SUPPLIED TEXT -
# The Ongoing Caliber Debate



## GCBHM (Mar 24, 2014)

There has been a lot of discussion and debate on this subject, and it seems to never go away simply b/c there are some who seem to think they need to defend their coveted round, or that perhaps there are conspiracies behind pushing certain rounds. I don't know, maybe there could be some of the latter, but couldn't it also be that those who actually use guns for a living might have a vested interest in determining what round is best for their intended purpose? 

I've read that lack of training is the reason behind why the FBI or other LE agencies push the 9mm, or that there are political aspirations behind said agendas. I suppose there could be some truth to that, but what about the fact that the military uses the 9mm as its primary sidearm? The military does not really spend much time pistol training as compared to rifle training. But the special operators do spend ample time training with the pistol, and most of them choose to use a 9mm. Could it be that the truth is that there really is not enough of a difference in terminal ballistics btwn the 9mm, .40 and .45 to make that much of a difference? Could it be that it is actually smarter to use the 9mm b/c it is less expensive to produce/purchase, it is just as effective in the hands of a trained operator, and it gives you more ammunition to fight with?

EXTRACTED INFORMATION -
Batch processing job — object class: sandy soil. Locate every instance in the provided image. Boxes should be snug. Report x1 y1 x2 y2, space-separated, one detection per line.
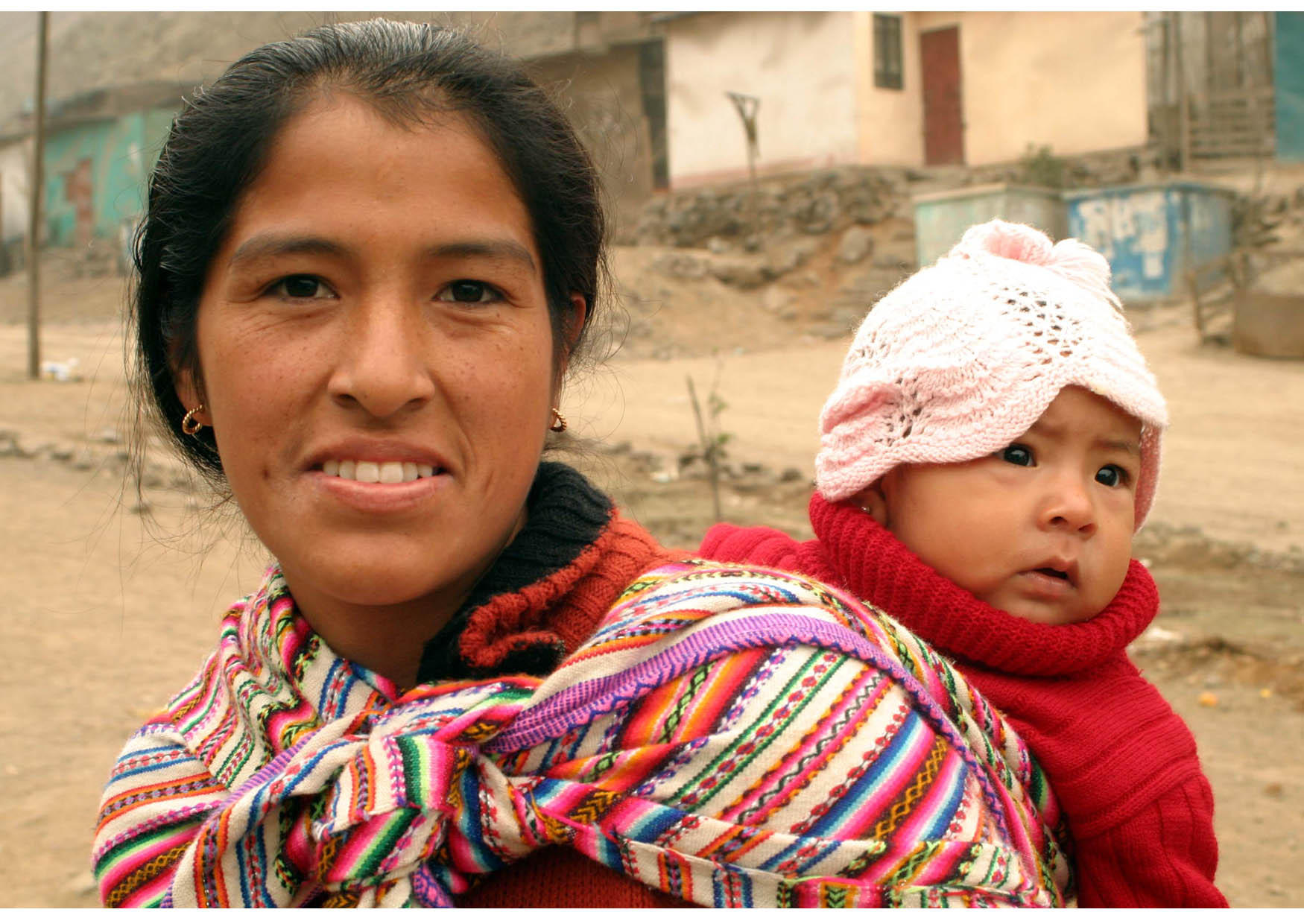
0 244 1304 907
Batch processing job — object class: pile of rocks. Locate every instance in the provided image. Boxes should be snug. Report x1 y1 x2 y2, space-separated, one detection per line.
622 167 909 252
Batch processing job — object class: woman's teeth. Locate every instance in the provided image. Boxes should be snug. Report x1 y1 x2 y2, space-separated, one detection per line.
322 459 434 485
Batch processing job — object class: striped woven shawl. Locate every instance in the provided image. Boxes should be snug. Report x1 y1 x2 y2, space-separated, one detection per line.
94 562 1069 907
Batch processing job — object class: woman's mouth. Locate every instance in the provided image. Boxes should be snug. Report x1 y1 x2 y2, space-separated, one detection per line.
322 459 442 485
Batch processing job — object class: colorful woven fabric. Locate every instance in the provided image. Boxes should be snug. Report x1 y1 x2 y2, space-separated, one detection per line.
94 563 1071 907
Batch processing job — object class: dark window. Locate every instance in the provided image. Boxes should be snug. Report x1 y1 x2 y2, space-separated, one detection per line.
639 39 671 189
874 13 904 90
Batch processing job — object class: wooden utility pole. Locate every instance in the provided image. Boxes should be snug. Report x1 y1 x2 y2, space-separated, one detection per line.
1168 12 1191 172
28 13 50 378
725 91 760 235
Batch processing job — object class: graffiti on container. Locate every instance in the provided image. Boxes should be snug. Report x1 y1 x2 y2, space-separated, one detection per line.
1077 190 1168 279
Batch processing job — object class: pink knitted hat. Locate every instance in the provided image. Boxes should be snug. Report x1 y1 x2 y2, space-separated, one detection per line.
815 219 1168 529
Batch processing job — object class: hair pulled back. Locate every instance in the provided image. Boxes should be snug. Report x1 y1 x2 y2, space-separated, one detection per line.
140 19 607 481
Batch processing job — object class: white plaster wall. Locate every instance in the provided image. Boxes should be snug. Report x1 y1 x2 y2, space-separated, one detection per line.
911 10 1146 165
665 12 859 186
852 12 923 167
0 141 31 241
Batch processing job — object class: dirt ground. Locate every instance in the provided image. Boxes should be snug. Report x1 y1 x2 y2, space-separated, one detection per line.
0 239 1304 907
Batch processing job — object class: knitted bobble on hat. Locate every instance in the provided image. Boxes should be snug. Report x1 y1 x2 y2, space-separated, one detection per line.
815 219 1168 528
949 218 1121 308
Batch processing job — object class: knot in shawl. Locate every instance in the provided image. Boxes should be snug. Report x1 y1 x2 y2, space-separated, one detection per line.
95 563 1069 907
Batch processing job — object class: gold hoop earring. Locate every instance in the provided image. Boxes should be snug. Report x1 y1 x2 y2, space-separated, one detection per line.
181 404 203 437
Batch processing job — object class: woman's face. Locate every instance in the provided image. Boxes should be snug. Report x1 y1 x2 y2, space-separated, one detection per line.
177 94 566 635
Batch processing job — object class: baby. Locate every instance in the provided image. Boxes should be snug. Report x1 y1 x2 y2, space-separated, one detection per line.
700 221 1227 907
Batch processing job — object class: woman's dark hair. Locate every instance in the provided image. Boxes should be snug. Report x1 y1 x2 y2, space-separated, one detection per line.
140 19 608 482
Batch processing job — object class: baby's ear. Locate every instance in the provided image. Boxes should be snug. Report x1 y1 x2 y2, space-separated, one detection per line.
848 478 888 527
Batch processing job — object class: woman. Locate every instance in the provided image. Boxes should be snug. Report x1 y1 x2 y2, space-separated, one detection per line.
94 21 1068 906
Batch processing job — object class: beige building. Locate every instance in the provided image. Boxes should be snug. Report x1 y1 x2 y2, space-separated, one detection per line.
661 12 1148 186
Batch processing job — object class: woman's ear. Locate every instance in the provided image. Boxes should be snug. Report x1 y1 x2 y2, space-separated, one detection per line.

DIRECTIONS FOR THIS TASK -
Please continue the forum post on the 9mm, .40 and .45 caliber debate from where it stops. The entries aren't needed here.

WRITTEN REPLY -
Personally, I don't use the 9mm b/c it is the best bullet out there. I use it b/c it makes the most sense to me. I have trained with all the major rounds from .380 to .45, and although I am very accurate with all of them (I can qualify with all of them) the simple truth is that for me, I can get better results with a 9mm. Couple that with the fact that the terminal ballistics really do not vary all that much, the bullet is more plentiful, less expensive, gives me more rounds to use and just as effective, why wouldn't I choose it? 

Now as I've said, it does not matter to me what anyone uses. They are all good rounds for defense. I do not advocate for the 9mm or against the .40. Use what you think is best for you. What I do is post things that I think are relevant and that others might see as useful. It is never intended to start an argument or to prove someone else wrong. That just isn't my agenda. I will discuss subjects and make a case for what I believe is true, but at the end of the day, it really does not matter if someone doesn't believe that LE agencies are starting to move away from the .40 or if they think the 9mm is crap. It's all subjective and personal preference with regard to what you use as ammunition, and if you dont' want to believe the truth, well then that's up to you. When it is all said and done, I think we all would agree it is better to carry than not to carry, and it is not only our right, but duty to do so.


----------



## hillman (Jul 27, 2014)

"and if you dont' want to believe the truth,"

Hah. I hope you aren't intending to be impartial there. Anyway, it should be *TRUTH*, not truth when you are on the stump. You are probably right not to call God as your witness because, I think, he uses a .600 Nitro Express revolver.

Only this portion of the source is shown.